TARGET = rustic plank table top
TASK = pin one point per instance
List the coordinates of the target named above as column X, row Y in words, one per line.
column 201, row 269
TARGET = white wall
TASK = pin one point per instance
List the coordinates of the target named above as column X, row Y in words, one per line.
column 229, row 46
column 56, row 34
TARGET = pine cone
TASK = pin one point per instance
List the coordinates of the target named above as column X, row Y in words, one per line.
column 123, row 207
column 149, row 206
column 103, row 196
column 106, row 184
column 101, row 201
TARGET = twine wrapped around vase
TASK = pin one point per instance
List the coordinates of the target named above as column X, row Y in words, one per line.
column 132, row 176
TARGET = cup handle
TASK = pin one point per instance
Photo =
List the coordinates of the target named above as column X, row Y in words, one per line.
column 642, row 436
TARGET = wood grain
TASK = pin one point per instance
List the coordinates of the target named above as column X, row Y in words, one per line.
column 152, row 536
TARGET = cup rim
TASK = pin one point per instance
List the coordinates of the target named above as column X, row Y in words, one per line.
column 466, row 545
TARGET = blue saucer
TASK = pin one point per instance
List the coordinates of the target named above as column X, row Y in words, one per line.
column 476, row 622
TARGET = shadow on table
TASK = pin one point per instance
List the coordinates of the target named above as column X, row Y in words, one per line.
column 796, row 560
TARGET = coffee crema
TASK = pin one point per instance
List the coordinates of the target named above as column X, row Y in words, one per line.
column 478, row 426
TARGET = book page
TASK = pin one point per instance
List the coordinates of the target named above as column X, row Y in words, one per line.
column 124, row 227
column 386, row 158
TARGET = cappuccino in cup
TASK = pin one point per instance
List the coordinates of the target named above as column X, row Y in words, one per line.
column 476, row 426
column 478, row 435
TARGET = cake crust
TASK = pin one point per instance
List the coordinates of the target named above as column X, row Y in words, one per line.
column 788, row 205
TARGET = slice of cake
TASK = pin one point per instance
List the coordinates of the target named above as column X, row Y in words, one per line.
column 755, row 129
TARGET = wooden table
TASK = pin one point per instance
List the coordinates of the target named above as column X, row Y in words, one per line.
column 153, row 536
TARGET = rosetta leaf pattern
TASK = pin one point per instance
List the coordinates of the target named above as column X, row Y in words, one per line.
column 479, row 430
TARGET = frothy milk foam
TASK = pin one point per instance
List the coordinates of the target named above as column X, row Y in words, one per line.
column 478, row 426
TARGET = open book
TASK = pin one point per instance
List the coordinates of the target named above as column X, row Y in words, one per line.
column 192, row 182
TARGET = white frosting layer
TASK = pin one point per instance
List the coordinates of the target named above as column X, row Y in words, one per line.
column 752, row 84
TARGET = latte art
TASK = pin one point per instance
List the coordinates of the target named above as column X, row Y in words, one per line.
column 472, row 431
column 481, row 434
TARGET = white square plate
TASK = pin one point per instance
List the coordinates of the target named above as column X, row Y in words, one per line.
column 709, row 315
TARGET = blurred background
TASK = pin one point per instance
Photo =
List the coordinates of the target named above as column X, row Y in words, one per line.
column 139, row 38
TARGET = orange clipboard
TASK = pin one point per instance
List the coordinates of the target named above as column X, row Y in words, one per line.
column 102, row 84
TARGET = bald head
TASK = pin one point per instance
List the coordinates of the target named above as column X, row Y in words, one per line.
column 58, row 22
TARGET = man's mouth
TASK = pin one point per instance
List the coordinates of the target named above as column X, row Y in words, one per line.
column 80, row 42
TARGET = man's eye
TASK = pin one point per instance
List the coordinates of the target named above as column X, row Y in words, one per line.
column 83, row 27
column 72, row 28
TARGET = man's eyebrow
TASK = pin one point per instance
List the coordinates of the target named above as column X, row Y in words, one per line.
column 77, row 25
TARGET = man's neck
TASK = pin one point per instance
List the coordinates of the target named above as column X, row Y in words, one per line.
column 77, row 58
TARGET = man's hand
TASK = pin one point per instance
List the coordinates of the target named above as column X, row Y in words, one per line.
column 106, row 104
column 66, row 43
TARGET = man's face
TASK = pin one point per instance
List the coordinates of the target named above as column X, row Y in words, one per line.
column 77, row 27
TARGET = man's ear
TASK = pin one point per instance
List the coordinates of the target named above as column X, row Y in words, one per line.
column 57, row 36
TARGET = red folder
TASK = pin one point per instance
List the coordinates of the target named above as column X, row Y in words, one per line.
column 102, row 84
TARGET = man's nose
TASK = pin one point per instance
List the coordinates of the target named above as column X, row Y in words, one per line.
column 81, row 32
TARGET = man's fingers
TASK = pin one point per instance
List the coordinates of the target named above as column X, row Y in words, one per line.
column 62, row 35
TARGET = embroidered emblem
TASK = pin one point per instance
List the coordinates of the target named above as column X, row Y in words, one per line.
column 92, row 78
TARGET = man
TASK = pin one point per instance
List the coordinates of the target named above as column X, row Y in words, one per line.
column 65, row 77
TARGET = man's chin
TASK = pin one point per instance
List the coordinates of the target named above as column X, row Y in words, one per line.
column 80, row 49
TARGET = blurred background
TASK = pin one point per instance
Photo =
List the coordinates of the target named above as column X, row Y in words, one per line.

************

## WHAT IS ASKED
Copy the records word for word, starting at the first line and ending with the line that contains "column 101, row 201", with both of those lines included.

## RESULT FOR THIS EXERCISE
TARGET = rustic plank table top
TASK = pin one point per instance
List the coordinates of the target named above as column X, row Y in words, one per line.
column 201, row 269
TARGET = white wall
TASK = pin one point per instance
List the coordinates of the target named above as column X, row Y in words, one per line.
column 229, row 46
column 56, row 34
TARGET = pine cone
TASK = pin one point per instance
List the coordinates of the target named above as column X, row Y in words, one per line.
column 123, row 207
column 149, row 206
column 103, row 196
column 106, row 184
column 101, row 201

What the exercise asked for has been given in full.